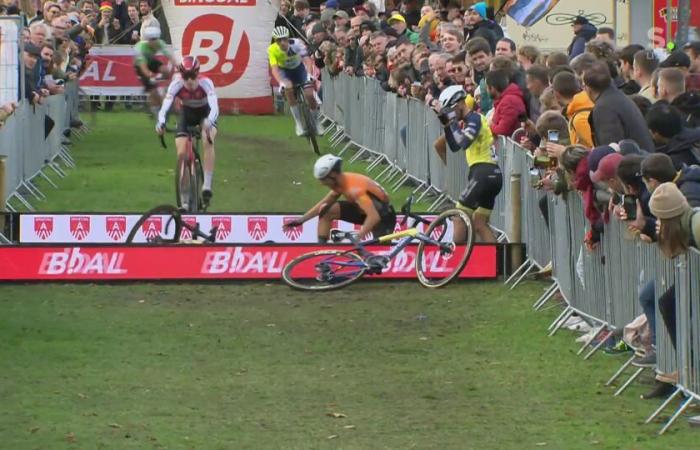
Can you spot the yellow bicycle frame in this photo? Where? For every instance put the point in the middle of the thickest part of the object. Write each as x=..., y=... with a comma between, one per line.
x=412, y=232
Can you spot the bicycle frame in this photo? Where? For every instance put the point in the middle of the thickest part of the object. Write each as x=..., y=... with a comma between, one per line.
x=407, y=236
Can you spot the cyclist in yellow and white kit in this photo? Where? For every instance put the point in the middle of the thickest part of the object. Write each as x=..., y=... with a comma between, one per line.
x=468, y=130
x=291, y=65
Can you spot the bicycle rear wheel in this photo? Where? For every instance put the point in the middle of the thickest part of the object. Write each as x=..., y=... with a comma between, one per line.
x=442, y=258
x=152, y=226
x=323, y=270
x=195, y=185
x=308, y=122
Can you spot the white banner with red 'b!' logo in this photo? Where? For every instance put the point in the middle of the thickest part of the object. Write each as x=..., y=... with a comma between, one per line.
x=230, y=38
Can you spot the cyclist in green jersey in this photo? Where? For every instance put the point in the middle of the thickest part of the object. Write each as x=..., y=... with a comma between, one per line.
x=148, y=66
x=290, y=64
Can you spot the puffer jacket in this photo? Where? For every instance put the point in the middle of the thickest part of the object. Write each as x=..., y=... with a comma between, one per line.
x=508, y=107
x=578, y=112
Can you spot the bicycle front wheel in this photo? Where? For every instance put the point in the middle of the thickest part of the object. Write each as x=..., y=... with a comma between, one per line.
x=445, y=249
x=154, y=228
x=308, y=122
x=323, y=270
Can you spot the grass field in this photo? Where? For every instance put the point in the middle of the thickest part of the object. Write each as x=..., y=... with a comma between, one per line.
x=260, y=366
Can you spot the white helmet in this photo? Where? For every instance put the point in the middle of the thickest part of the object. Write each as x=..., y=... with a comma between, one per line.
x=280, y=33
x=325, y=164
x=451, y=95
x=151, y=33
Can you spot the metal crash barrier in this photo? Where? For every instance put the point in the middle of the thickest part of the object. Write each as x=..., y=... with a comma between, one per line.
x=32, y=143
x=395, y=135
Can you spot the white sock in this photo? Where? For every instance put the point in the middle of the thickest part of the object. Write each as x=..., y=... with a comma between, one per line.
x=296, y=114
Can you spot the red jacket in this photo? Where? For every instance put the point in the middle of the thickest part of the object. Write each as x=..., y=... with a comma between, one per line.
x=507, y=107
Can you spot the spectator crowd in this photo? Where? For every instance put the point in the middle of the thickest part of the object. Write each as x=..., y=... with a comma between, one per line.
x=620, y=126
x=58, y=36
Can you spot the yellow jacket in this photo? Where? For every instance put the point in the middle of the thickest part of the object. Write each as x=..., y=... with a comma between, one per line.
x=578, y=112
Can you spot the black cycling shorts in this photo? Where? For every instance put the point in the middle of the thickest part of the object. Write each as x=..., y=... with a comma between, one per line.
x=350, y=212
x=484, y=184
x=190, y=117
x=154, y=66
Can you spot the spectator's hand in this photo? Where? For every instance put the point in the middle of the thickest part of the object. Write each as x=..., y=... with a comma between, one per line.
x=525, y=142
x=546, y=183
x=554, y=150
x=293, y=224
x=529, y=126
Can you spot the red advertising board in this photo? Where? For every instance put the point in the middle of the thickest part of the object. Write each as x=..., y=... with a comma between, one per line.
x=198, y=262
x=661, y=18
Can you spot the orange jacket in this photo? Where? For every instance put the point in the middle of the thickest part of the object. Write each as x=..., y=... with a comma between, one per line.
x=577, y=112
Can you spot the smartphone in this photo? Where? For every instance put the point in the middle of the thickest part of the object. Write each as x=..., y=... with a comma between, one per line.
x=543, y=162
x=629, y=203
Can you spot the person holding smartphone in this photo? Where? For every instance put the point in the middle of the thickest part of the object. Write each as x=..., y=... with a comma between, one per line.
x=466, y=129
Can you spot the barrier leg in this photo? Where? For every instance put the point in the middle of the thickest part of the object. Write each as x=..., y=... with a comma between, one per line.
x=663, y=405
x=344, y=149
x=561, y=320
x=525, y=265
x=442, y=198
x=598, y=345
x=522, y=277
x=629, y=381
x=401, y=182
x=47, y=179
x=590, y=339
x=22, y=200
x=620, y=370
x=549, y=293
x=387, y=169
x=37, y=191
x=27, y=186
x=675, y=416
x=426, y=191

======

Problem to work on » Please restate the whole listing exactly, without any of its pictures.

Answer below »
Can you spot the yellow bicycle frame in this photo? Where? For every instance put the point in the middle of the thickest part of the object. Write each as x=..., y=... with a comma between, one per line.
x=412, y=232
Can you spot the bicycle frame in this photo? Where? For every instance put the point in the middle of the thickest part of the object. Write each as x=..., y=... with a comma between, one per line.
x=407, y=236
Can you spot the cyclist in yellow and white kit in this photo? Where? For every instance put the point in the middle of the thickest part of the object. Write each as x=..., y=... with a comma between, one per line.
x=468, y=130
x=291, y=65
Can you spot the bicycle rear wheel in this photo? Where? For every instance put the point in the middle of the thickest part of the object. Write each as x=..., y=... with a comma between, one per line.
x=442, y=258
x=152, y=226
x=323, y=270
x=195, y=185
x=308, y=122
Can you spot the white banner with red 'b!' logo in this photo? Where? For every instance put the point in the middle of the thickest part of the object. Write each as x=..., y=... with a comma between, one per line.
x=230, y=38
Can you spot the cyclist in green jersey in this photo? Where? For every instance put the point in the middle of the thickest part of the object. Write each as x=..., y=... with a comma between, one per line.
x=148, y=66
x=290, y=64
Can you spot the puffer jacket in this photo? Where? For every instance put the point in the middle of the thickest part of the object. Write each as x=..., y=... with a comma between, one per line.
x=508, y=107
x=578, y=112
Can you spot the bicycle front wheel in this photo? Where? For every instance put the point in the middle of the thickest part of the object. Write each as x=..., y=... with a comma between, one per line.
x=445, y=249
x=154, y=228
x=308, y=122
x=323, y=270
Can you spot the grass field in this photo? Where? For every instance put the point in the middle of the thickest part of the object. Write each as x=..., y=... with a comma between, one per line.
x=260, y=366
Can you spot the white helmet in this photo? Where? For every instance put the point in the middle of the thickest part of the object. Write each as x=..., y=... with a comma between, one per line.
x=280, y=33
x=325, y=164
x=451, y=95
x=151, y=33
Can you spot the metal crash barrier in this photo? Where? For every instance put the point in the middle of the thickest part of the object. Write each as x=..., y=... with a comma between, one per line.
x=32, y=143
x=395, y=135
Can you spot the white sock in this photo? Where? For every instance put the point in the middle of the thickest part of the object. Write each as x=..., y=... with a comma between, one per line.
x=296, y=114
Can you spot the red jacket in this photo? Where? For every instance put the point in the middle of the thickest part of the object. Write each as x=..., y=... with a comma between, one per line.
x=507, y=107
Can you spot the spectator crowd in this photo? Where? For every instance put the point in the middle of the thickest part of the object. Write each as x=..., y=... with a comma between, one per line.
x=620, y=126
x=58, y=36
Can you spot the yellow jacket in this photo? Where? For every instance put the point in the middle of the thickest part of the object. Write each as x=..., y=... with a comma between, one per line.
x=578, y=112
Can you spot the black cycling shorts in this photo? Where? For every instance put the point in the middle of the thickest part of the object. Write each as x=..., y=... with a comma between, one per line.
x=350, y=212
x=484, y=184
x=190, y=117
x=154, y=66
Can you spot the spectator's hand in this photo? Where? For every instance put the point in the middle of the thickest part of the object. Write each as x=..., y=... with a comma between, one per line.
x=525, y=142
x=546, y=183
x=554, y=150
x=293, y=224
x=529, y=126
Can you spot the red advertising board in this photo? Where? For every instance put the point in the middle of the thickest part of the object. Write each as x=..., y=... with a comma between, one per line.
x=198, y=262
x=661, y=18
Can you spot the orange jacket in this photo? Where? For every instance put the point in the middle of the thickest part of the object. Write each as x=..., y=... with a comma between, one per line.
x=577, y=112
Can you spot the smartphone in this photo? Where? For every instance put the point in the middle of the thickest part of the object. Write each as x=..., y=... with a comma between, one per line.
x=543, y=162
x=629, y=203
Can you spot the person holding smartphone in this photo? Where? For every instance put the point in the middle of the thickest part of the object. Write each as x=..., y=... with a comma between, one per line.
x=466, y=129
Can you spot the barrier leg in this photo? Where? For every instance put the point in the middle of the thickest part of the object. Write each as x=..., y=... with a comma between, one per line.
x=663, y=405
x=344, y=149
x=561, y=320
x=525, y=265
x=442, y=198
x=598, y=345
x=522, y=277
x=629, y=381
x=401, y=182
x=47, y=179
x=590, y=339
x=22, y=200
x=620, y=370
x=549, y=293
x=387, y=169
x=37, y=191
x=27, y=186
x=675, y=416
x=426, y=191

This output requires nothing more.